## [Work required]
Can you give these rows again with "segment every instance" switched to "trace every instance" everywhere, keeping everything else unchanged and leaving the pictures out?

########

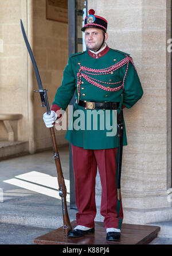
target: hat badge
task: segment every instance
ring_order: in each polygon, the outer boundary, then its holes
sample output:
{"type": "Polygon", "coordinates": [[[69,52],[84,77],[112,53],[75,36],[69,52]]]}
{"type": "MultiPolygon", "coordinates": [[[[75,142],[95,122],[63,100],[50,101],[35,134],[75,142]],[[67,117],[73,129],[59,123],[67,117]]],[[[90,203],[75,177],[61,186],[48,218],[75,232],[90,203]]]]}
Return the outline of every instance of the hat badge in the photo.
{"type": "Polygon", "coordinates": [[[94,14],[95,13],[95,11],[93,9],[89,10],[89,16],[88,16],[88,18],[87,19],[87,23],[88,24],[91,24],[93,23],[96,20],[95,17],[94,16],[94,14]]]}

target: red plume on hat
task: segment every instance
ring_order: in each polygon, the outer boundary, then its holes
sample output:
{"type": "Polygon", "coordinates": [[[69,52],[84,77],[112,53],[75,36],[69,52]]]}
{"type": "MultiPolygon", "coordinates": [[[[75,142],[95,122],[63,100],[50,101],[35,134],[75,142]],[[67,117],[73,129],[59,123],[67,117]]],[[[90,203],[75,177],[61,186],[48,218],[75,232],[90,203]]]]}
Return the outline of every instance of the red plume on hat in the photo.
{"type": "Polygon", "coordinates": [[[95,11],[93,9],[91,9],[88,11],[88,13],[89,15],[94,15],[95,13],[95,11]]]}
{"type": "Polygon", "coordinates": [[[95,15],[95,11],[93,9],[89,10],[88,13],[88,16],[85,18],[84,25],[81,28],[81,30],[84,32],[87,28],[97,28],[106,32],[107,21],[102,17],[95,15]]]}

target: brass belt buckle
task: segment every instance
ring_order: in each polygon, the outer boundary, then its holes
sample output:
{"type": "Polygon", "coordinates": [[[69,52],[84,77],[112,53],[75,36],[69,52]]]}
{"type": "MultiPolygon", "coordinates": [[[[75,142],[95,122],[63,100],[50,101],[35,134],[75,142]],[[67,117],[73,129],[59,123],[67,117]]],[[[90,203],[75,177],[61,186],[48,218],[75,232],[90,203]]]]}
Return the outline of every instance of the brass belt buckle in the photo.
{"type": "Polygon", "coordinates": [[[88,109],[95,109],[95,102],[86,102],[86,108],[88,109]]]}

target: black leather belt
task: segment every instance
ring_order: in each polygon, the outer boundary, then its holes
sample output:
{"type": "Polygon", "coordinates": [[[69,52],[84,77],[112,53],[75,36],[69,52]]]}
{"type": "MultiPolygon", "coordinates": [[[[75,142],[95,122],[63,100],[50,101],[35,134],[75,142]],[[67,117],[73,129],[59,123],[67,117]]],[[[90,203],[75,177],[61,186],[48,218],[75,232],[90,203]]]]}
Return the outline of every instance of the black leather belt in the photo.
{"type": "Polygon", "coordinates": [[[78,105],[83,106],[85,109],[116,110],[119,108],[119,102],[97,102],[86,101],[85,102],[80,100],[78,105]]]}

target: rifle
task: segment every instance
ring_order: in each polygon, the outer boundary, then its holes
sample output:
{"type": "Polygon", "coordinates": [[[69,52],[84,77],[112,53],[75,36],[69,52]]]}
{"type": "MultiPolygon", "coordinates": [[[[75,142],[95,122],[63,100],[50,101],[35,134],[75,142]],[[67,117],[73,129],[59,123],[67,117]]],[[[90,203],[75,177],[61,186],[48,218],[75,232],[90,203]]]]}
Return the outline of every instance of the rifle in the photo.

########

## [Written response]
target: hat badge
task: trace every instance
ring_order: in each polygon, the outer boundary, then its holes
sample output:
{"type": "Polygon", "coordinates": [[[69,52],[84,77],[112,53],[75,36],[69,52]]]}
{"type": "MultiPolygon", "coordinates": [[[[75,142],[95,122],[63,100],[50,101],[35,134],[75,142]],[[67,117],[73,129],[59,123],[67,117]]],[[[90,203],[75,177],[61,186],[48,218],[75,232],[90,203]]]]}
Return the outline of every instance of the hat badge in the photo.
{"type": "Polygon", "coordinates": [[[94,14],[95,13],[95,11],[93,9],[89,10],[89,16],[88,16],[88,18],[87,19],[87,23],[88,24],[91,24],[93,23],[96,20],[95,17],[94,16],[94,14]]]}

target: red plume on hat
task: trace every instance
ring_order: in each polygon, the outer boundary, then its holes
sample output:
{"type": "Polygon", "coordinates": [[[69,52],[84,77],[112,53],[75,36],[69,52]]]}
{"type": "MultiPolygon", "coordinates": [[[[75,142],[95,122],[63,100],[50,101],[35,134],[75,142]],[[67,117],[73,129],[59,123],[67,117]]],[[[90,203],[75,177],[61,186],[48,218],[75,232],[90,203]]]]}
Return the outline of every instance of the red plume on hat in the photo.
{"type": "Polygon", "coordinates": [[[95,11],[93,9],[91,9],[88,11],[88,13],[89,15],[94,15],[95,13],[95,11]]]}
{"type": "Polygon", "coordinates": [[[95,15],[95,11],[93,9],[89,10],[88,13],[88,16],[85,18],[84,25],[81,28],[81,30],[84,32],[87,28],[97,28],[106,32],[107,21],[102,17],[95,15]]]}

target: brass belt buckle
task: trace every instance
ring_order: in each polygon, the outer boundary, then its holes
sample output:
{"type": "Polygon", "coordinates": [[[69,52],[84,77],[112,53],[75,36],[69,52]]]}
{"type": "MultiPolygon", "coordinates": [[[[75,142],[95,122],[63,100],[50,101],[35,134],[75,142]],[[67,117],[73,129],[59,123],[67,117]]],[[[90,203],[75,177],[61,186],[48,218],[75,232],[90,203]]]]}
Return the outline of every instance of the brass belt buckle in the photo.
{"type": "Polygon", "coordinates": [[[88,109],[95,109],[95,102],[86,102],[86,108],[88,109]]]}

target: black leather belt
task: trace every instance
ring_order: in each polygon, the outer boundary, then its holes
sample output:
{"type": "Polygon", "coordinates": [[[69,52],[84,77],[112,53],[75,36],[69,52]]]}
{"type": "MultiPolygon", "coordinates": [[[[75,142],[95,122],[63,100],[50,101],[35,134],[75,142]],[[67,117],[73,129],[59,123],[67,117]]],[[[90,203],[75,177],[61,186],[48,218],[75,232],[90,203]]]]}
Return the outline of every instance of the black leather belt in the photo.
{"type": "Polygon", "coordinates": [[[78,105],[83,106],[85,109],[116,110],[119,108],[119,102],[97,102],[86,101],[85,102],[80,100],[78,105]]]}

target: rifle
task: trace every instance
ring_order: in each polygon, the outer boundary, then its holes
sample output:
{"type": "Polygon", "coordinates": [[[69,52],[84,77],[112,53],[75,36],[69,52]]]}
{"type": "MultiPolygon", "coordinates": [[[[75,142],[95,122],[63,100],[50,101],[35,134],[75,142]],[[67,117],[73,129],[59,123],[67,117]]],[[[90,203],[75,177],[61,186],[48,218],[75,232],[90,203]]]]}
Return the outline of every instance of the rifle in the photo.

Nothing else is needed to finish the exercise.